Location identification entries:
┌──

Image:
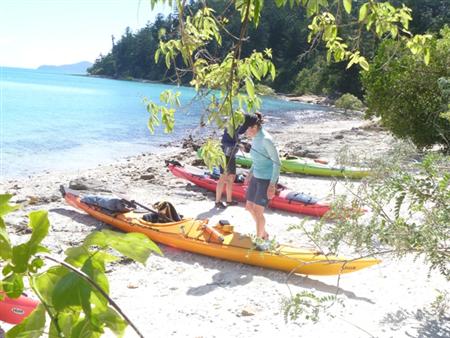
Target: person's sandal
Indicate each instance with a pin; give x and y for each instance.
(220, 205)
(263, 246)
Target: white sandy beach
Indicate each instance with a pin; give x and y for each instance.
(182, 294)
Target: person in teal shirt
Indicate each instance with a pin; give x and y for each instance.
(263, 176)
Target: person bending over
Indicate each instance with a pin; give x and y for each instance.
(230, 146)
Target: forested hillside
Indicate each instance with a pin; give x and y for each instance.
(301, 67)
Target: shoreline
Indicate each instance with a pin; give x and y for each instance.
(207, 297)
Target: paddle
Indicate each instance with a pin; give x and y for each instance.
(134, 204)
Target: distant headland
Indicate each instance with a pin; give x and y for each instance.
(75, 68)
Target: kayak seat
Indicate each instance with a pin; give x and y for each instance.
(167, 209)
(108, 204)
(240, 178)
(300, 197)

└──

### Exercise
Write out all the entries word for word, but skip any images.

### Output
Image:
Target: person's sandal
Indicate each instance with a pin; give x and y for each instance.
(220, 205)
(263, 246)
Target: white sandy beach
Indicate each instance with a pin; give x and y for each instance.
(182, 294)
Target: person in teal shirt
Indicate each instance with a pin; give x and y for each instance.
(263, 176)
Target: person bending over
Indicate each instance with a pin; give x and y for each instance.
(230, 146)
Target: forested hillside
Indicate each instance with a pin; give x and y for each instance.
(301, 67)
Target: shoreline
Indicate each instance with a pin; give x and y for each instance.
(207, 297)
Target: paddle
Indicate each instance with a pin; give x and y for each instance.
(134, 204)
Target: distant headland
Indicate each instance with a pin; give x and y for each instance.
(75, 68)
Target: kayak seat
Indicate each instance with a pin; give x and y for each instance.
(167, 209)
(108, 204)
(240, 178)
(300, 197)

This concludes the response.